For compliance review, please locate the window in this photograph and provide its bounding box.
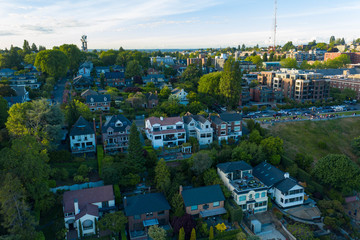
[239,196,246,202]
[191,205,197,211]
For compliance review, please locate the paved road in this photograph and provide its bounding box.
[53,78,67,104]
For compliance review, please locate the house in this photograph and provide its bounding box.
[183,113,213,145]
[216,161,268,214]
[63,185,116,239]
[105,72,125,87]
[69,117,96,153]
[123,193,170,239]
[180,185,226,218]
[0,68,16,77]
[171,88,189,105]
[78,61,94,77]
[80,89,99,99]
[253,162,305,208]
[145,117,186,148]
[210,112,242,143]
[86,94,111,112]
[102,114,131,152]
[72,75,94,90]
[144,92,159,109]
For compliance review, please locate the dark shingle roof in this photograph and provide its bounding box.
[274,178,298,193]
[216,161,252,173]
[253,162,284,187]
[219,112,242,122]
[105,72,125,79]
[70,116,95,136]
[124,193,170,216]
[86,94,111,103]
[102,114,131,133]
[181,185,225,207]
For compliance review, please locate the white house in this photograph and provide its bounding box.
[63,185,116,239]
[253,162,305,208]
[145,117,186,148]
[217,161,268,214]
[69,116,96,153]
[171,88,189,105]
[183,114,213,145]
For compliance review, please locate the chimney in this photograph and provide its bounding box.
[74,198,80,215]
[124,196,127,207]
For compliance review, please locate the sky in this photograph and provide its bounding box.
[0,0,360,49]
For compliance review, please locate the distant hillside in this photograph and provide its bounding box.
[269,118,360,161]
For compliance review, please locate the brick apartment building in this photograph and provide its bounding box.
[324,52,360,64]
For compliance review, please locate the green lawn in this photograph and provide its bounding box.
[269,118,360,160]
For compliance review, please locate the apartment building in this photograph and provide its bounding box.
[217,161,268,214]
[145,117,186,148]
[183,114,213,145]
[69,117,96,153]
[258,69,330,102]
[253,162,305,208]
[210,112,242,143]
[102,114,131,152]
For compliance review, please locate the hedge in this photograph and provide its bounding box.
[97,145,104,175]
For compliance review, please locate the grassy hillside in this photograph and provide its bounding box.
[268,118,360,160]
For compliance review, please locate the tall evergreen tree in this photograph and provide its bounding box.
[128,122,145,173]
[219,58,241,107]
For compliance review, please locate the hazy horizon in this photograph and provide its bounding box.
[0,0,360,50]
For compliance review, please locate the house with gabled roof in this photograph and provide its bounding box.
[179,185,226,218]
[216,161,268,214]
[63,185,116,239]
[123,193,170,239]
[210,112,242,143]
[69,116,96,153]
[253,162,305,208]
[102,114,131,152]
[86,94,111,112]
[183,113,214,146]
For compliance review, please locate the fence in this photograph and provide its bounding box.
[50,181,104,193]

### What you are asked to do
Reproduce all of the lines above word for word, and leave the picture out.

### Answer to this exercise
For compliance review, please locate the window in this photograph and provide its bounding box.
[239,196,246,202]
[191,205,197,211]
For compliance review, please locate the paved road in this photograph and provide its bounding box.
[53,78,67,104]
For compliance review, please locate the house in this photograph and provide its bounding box.
[183,113,213,145]
[216,161,268,214]
[63,185,116,239]
[105,72,125,87]
[69,117,96,153]
[123,193,170,239]
[180,185,226,218]
[0,68,16,77]
[171,88,189,105]
[78,61,94,77]
[80,89,99,99]
[253,162,305,208]
[145,117,186,148]
[210,112,242,143]
[86,94,111,112]
[102,114,131,152]
[72,75,94,90]
[144,92,159,109]
For compliance review, please locate the dark shingle roof in this photograph and provide its bounding box.
[274,178,298,193]
[216,161,252,173]
[253,162,284,187]
[219,112,242,122]
[105,72,125,79]
[70,116,95,136]
[124,193,170,216]
[86,94,111,103]
[102,114,131,133]
[181,185,225,207]
For compliance review, please locate the white house in this photograph and provide its bounding box.
[63,185,116,239]
[253,162,305,208]
[145,117,186,148]
[217,161,268,214]
[69,116,96,153]
[171,88,189,105]
[183,114,213,145]
For compliance review, please locate the chimney in this photograph and provide its bounding box.
[74,198,80,215]
[124,196,127,207]
For compliance review, please locate the sky in this photograph and provide its bounding box.
[0,0,360,49]
For compliance review, please locate the distant hillside in this photograph and provide its bounding box.
[269,118,360,161]
For compliance review, please locate the brick apartment building in this photograph and provide its bounding box.
[324,52,360,64]
For compliance review, please locate the green lawn in this photograph and provide its bounding box.
[269,118,360,160]
For compliance review, please locate the apartment building in this photograph and provide its bounding box.
[217,161,268,214]
[145,117,186,148]
[183,114,213,145]
[69,117,96,153]
[258,69,330,102]
[253,162,305,208]
[210,112,242,143]
[102,114,131,152]
For compliance review, please locate the hedge in this photograph and provide its bounding box.
[97,145,104,175]
For compliance review, please locate the grassy hillside in this photograph and provide its bounding box.
[268,118,360,160]
For compliance review, please locate the tall evergreen tree in this photograph and provide its bounding box.
[128,122,145,173]
[219,58,241,107]
For compliance review, please locate the hazy horizon in this photograph and provide its bounding box.
[0,0,360,50]
For compliance review, please locate the house with gabled roof in this photograph and provide its bounding box.
[179,185,226,218]
[216,161,268,214]
[63,185,116,239]
[123,193,170,239]
[210,112,242,143]
[69,116,96,153]
[253,162,305,208]
[102,114,131,152]
[86,94,111,112]
[183,113,214,146]
For compliance review, please locate the fence in this photograph and provide its bounding box.
[50,181,104,193]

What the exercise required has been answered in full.